TO DO ▸
After locating "For every instance of the wood plank", return its line and all lines that follow through the end of the listing below, exactly; leave out pictures.

PROVIDED INFORMATION ▸

******************************

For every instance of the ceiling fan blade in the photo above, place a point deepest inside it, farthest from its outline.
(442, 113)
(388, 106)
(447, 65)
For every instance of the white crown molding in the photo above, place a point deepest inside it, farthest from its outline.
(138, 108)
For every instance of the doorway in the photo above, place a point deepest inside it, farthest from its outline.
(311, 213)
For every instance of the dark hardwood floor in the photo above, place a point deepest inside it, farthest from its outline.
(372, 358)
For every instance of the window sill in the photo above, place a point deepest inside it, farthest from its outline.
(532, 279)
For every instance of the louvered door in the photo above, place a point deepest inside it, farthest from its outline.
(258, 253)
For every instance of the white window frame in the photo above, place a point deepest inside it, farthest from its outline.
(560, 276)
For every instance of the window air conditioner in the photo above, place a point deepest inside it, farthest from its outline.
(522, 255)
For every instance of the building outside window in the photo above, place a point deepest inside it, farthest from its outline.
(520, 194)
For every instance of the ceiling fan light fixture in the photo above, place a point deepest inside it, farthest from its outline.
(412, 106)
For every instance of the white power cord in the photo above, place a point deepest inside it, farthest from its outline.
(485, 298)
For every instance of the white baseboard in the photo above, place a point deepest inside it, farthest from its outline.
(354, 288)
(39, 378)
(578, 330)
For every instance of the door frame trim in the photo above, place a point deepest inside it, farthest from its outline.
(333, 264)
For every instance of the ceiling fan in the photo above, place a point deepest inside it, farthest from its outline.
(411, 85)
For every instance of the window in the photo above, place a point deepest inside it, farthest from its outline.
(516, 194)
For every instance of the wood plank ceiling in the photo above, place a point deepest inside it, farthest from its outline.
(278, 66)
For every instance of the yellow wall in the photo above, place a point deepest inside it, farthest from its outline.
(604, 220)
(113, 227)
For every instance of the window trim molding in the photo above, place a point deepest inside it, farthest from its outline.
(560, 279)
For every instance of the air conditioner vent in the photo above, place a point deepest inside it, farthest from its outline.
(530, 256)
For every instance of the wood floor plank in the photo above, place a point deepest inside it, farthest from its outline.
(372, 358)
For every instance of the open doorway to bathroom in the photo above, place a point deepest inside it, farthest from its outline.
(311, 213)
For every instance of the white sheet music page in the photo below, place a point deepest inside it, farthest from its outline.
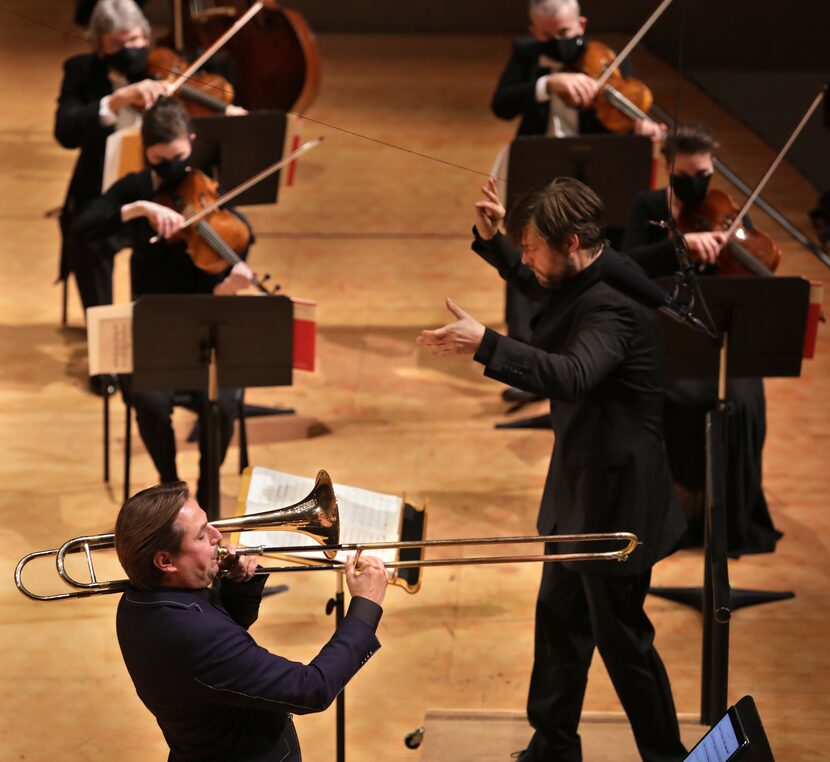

******************************

TASK RESULT ▸
For every instance of the wood plank ceiling in the photo above, place a point deepest inside it, farthest from its outline.
(278, 66)
For every instance of the yellow wall in the photo above, place a point deepest inside it, farthest from its outline.
(604, 220)
(113, 227)
For every instance of the window trim molding in the photo above, place a point deepest inside it, farthest from its outline.
(560, 279)
For every instance of the air conditioner vent in the photo above, place a point deepest inside it, farthest from its outline.
(530, 256)
For every instance of the wood floor plank in the photo above, place a point deepest inside it, farthest from its outline.
(372, 358)
For every instance of the open doorway to bathroom in the photo above, place a point deepest inside it, farthest from its outline.
(311, 213)
For every instance of the white sheet music page in the photo below, place a point deepest inside it, farthest from its outline.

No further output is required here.